▶ **What the exercise asks**
List every line in the data below that contains the word "navy", copying each one in full.

▶ **Dataset records**
- - -

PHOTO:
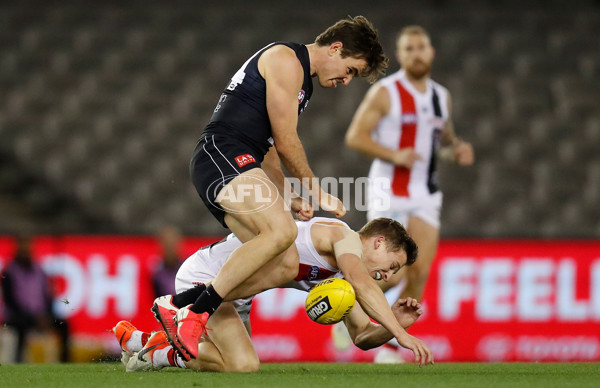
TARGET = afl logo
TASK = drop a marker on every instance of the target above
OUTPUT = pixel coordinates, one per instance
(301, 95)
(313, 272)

- - -

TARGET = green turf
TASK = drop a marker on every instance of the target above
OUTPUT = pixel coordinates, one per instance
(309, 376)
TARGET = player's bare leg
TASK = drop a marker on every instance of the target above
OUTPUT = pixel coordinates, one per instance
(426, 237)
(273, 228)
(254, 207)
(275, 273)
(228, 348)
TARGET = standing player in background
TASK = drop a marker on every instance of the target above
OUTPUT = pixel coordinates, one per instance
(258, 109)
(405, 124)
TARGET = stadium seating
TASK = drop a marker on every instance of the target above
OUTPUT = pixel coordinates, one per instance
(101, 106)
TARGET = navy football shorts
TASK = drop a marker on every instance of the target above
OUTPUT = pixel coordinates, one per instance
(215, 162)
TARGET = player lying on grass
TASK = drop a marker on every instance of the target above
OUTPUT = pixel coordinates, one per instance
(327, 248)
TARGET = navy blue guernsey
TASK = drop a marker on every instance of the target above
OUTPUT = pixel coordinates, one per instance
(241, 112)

- - -

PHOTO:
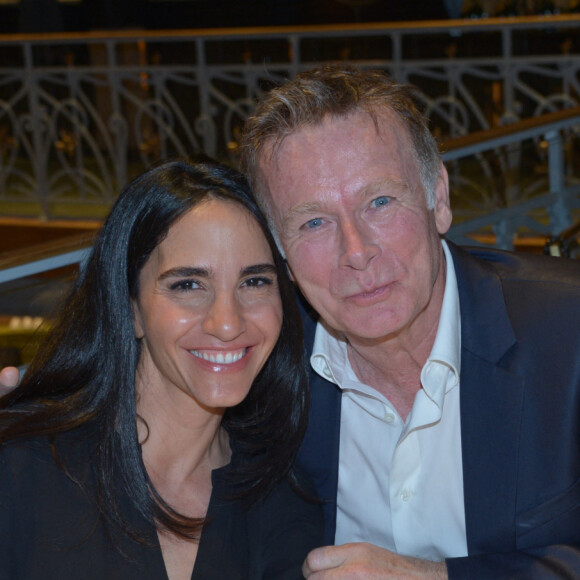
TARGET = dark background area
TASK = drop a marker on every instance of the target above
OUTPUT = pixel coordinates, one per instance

- - -

▶ **Complete answer**
TARGET = navy football shorts
TARGET = navy blue guernsey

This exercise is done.